:: Text ::

Mr. Comey, 52, a longtime federal prosecutor, was appointed deputy attorney general in December 2003, at a time of growing turmoil over the Bush administration’s most contentious policies in the war on terrorism.

For more than two years, White House officials had been creating a counterterrorism infrastructure that stretched the bounds of American law, and they had relied on a junior attorney in the Justice Department’s Office of Legal Counsel, John C. Yoo, to provide them with the legal backing needed for their actions. But when Mr. Yoo resigned in May 2003, Mr. Ashcroft put new lawyers in charge of the Justice Department’s national security legal portfolio who were unwilling to bend so easily to the demands of the White House.

Jack Goldsmith, who had been a lawyer at the Pentagon, took over the Office of Legal Counsel in October 2003, and decided that Mr. Yoo’s opinion supporting the Bush administration’s N.S.A. surveillance programs was flawed, and that there were certain aspects that could not be supported under the law.

In January 2004, at Mr. Goldsmith’s request, Mr. Comey was given access to the secret N.S.A. surveillance programs, and he agreed with Mr. Goldsmith’s legal reasoning.

In early March, Mr. Ashcroft became ill with severe gallstone pancreatitis, and was hospitalized on March 4. Mr. Comey took over as acting attorney general the next day, and Mr. Goldsmith sent a copy of a memo to Alberto R. Gonzales, then the White House counsel, informing him that Mr. Comey was now in charge.

Mr. Comey took over just days before the Justice Department’s regular 45-day legal reauthorization of the secret N.S.A. surveillance programs was due on March 11. Mr. Gonzales and David Addington, counsel to Vice President Dick Cheney, began pressing the Justice Department for the reauthorization.

On March 9, Mr. Goldsmith met with Mr. Gonzales and told him he would not recommend the program’s reauthorization, and on March 10, Mr. Comey agreed that certain portions of the N.S.A. surveillance program would have to be changed or shut down before he would agree to reauthorize the program.

By the evening of March 10, with the deadline for the program just hours away, the White House was becoming increasingly desperate. In an interview for the joint inspector general report, Mr. Gonzales said Mr. Bush had told him and Mr. Card to go the hospital to talk with Mr. Ashcroft, who was then in intensive care.

:: Task statement ::
In the text about the N.S.A. surveillance reauthorization, who took over the Office of Legal Counsel in October 2003?

:: Data records ::
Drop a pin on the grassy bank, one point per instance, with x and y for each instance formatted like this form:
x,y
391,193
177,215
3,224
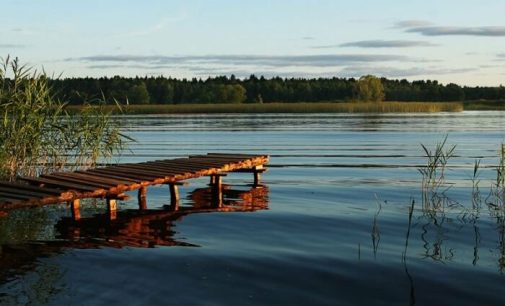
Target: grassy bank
x,y
325,107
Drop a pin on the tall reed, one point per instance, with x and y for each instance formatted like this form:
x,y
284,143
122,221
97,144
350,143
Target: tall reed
x,y
37,134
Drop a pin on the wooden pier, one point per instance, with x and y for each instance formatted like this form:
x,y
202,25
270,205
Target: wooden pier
x,y
112,182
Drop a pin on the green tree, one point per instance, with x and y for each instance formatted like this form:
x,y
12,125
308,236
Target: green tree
x,y
138,94
370,88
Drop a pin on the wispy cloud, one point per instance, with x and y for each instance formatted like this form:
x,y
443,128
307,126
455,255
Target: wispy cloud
x,y
393,72
461,31
413,24
12,46
246,60
382,44
427,28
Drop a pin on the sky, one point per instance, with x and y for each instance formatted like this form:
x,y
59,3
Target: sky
x,y
452,41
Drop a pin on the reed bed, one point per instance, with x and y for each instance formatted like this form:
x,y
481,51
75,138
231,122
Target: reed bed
x,y
38,135
320,107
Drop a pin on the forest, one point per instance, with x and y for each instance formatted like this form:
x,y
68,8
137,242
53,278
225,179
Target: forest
x,y
223,89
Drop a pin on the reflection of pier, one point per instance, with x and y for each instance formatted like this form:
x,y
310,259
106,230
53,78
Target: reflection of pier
x,y
131,228
148,227
112,182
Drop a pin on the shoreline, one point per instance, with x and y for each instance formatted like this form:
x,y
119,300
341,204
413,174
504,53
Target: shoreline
x,y
302,107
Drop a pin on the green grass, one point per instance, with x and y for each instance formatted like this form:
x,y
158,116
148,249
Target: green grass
x,y
484,105
320,107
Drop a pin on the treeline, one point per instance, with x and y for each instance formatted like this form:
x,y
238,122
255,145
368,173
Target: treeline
x,y
161,90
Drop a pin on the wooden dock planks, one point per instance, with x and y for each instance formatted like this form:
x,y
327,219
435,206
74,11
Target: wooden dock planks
x,y
114,180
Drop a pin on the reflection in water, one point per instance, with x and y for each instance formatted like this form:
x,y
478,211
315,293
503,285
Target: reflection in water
x,y
132,228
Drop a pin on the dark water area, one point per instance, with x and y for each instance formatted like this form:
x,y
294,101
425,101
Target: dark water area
x,y
340,220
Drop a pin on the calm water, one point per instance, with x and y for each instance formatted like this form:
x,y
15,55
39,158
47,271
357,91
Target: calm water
x,y
330,227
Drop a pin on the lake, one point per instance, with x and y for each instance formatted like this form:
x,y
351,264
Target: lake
x,y
340,219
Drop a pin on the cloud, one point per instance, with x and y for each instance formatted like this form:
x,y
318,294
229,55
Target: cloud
x,y
460,31
11,46
428,28
383,44
393,72
245,60
413,24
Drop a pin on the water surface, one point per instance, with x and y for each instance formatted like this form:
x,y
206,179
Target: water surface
x,y
330,227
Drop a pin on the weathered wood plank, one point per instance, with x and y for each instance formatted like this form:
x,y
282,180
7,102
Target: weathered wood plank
x,y
112,176
92,178
112,181
45,181
21,186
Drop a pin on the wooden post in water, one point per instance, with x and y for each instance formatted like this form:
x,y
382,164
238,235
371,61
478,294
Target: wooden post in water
x,y
257,175
112,208
217,191
75,209
142,196
174,196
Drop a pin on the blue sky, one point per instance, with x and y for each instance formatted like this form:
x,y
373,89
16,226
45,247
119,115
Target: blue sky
x,y
447,40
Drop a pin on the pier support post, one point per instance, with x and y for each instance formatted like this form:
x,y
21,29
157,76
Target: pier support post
x,y
75,209
174,196
142,197
217,191
112,208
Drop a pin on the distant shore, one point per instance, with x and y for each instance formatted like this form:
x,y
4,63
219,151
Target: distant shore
x,y
319,107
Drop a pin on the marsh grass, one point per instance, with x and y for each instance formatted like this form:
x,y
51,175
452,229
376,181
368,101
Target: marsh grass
x,y
321,107
496,197
38,135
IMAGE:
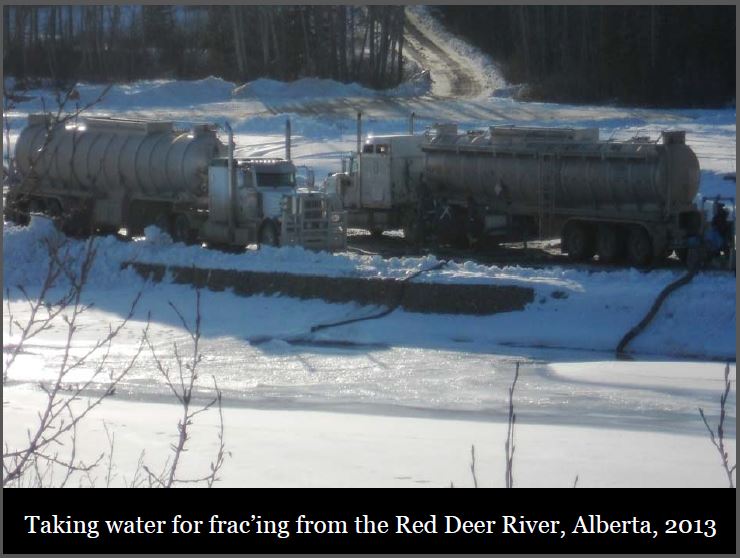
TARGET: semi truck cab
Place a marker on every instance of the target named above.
(269, 208)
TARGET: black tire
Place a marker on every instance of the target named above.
(610, 244)
(579, 242)
(639, 247)
(269, 235)
(181, 230)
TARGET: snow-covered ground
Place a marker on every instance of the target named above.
(397, 401)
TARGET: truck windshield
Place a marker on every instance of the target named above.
(275, 179)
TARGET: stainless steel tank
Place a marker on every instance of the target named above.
(570, 168)
(148, 159)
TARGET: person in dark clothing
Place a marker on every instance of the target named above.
(721, 227)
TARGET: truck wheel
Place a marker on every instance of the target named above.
(639, 247)
(579, 242)
(181, 231)
(610, 244)
(269, 235)
(412, 229)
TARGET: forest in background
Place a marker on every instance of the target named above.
(238, 43)
(637, 55)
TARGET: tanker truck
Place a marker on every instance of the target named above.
(104, 174)
(621, 200)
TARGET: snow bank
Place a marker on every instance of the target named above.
(572, 308)
(270, 90)
(139, 94)
(483, 64)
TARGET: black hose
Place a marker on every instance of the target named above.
(388, 310)
(635, 331)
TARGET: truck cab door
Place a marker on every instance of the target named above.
(375, 176)
(248, 197)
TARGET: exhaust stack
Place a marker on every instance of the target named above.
(359, 132)
(287, 139)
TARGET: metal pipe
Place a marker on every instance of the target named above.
(232, 190)
(287, 139)
(359, 132)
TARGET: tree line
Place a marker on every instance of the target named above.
(647, 55)
(238, 43)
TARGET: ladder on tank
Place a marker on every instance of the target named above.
(545, 198)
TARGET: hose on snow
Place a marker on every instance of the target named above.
(640, 327)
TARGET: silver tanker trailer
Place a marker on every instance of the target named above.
(621, 200)
(103, 174)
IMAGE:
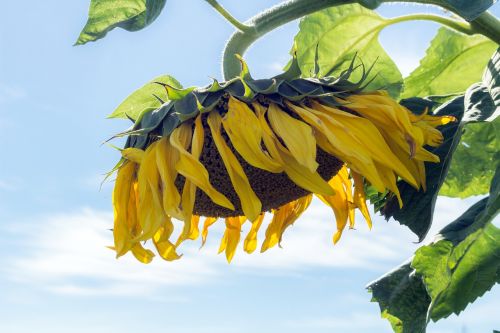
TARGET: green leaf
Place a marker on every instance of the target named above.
(478, 154)
(464, 263)
(131, 15)
(468, 9)
(418, 206)
(452, 63)
(143, 99)
(474, 161)
(482, 99)
(338, 34)
(403, 299)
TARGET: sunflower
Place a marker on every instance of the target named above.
(233, 151)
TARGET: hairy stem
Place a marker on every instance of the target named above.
(281, 14)
(487, 25)
(231, 19)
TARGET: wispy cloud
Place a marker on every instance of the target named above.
(67, 253)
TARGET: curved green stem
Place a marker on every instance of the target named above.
(281, 14)
(487, 25)
(237, 24)
(460, 26)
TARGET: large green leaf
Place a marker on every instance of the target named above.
(143, 99)
(474, 161)
(452, 63)
(482, 99)
(403, 299)
(335, 35)
(462, 265)
(468, 9)
(418, 206)
(478, 155)
(131, 15)
(465, 263)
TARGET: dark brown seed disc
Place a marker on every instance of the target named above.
(273, 189)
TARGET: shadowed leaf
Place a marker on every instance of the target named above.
(338, 34)
(452, 63)
(131, 15)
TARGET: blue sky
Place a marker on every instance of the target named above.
(56, 274)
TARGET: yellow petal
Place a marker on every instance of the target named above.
(334, 140)
(208, 222)
(121, 198)
(166, 159)
(195, 231)
(389, 179)
(369, 137)
(165, 248)
(299, 174)
(250, 243)
(133, 154)
(267, 134)
(188, 198)
(339, 204)
(151, 214)
(250, 203)
(299, 206)
(143, 255)
(245, 133)
(297, 136)
(233, 232)
(347, 184)
(283, 217)
(190, 167)
(359, 197)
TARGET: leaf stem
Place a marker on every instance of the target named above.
(487, 25)
(461, 26)
(276, 16)
(231, 19)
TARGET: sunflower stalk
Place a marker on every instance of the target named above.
(485, 24)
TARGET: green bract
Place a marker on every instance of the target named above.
(187, 103)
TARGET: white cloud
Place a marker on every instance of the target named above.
(67, 253)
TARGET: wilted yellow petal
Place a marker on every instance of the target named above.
(121, 199)
(299, 206)
(389, 179)
(283, 217)
(208, 222)
(250, 203)
(339, 204)
(151, 214)
(232, 235)
(343, 175)
(242, 127)
(166, 159)
(195, 231)
(298, 173)
(336, 141)
(359, 197)
(297, 136)
(369, 137)
(267, 134)
(190, 167)
(165, 248)
(143, 255)
(250, 243)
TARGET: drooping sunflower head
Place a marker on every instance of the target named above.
(236, 150)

:: Your response ::
Jack Goldsmith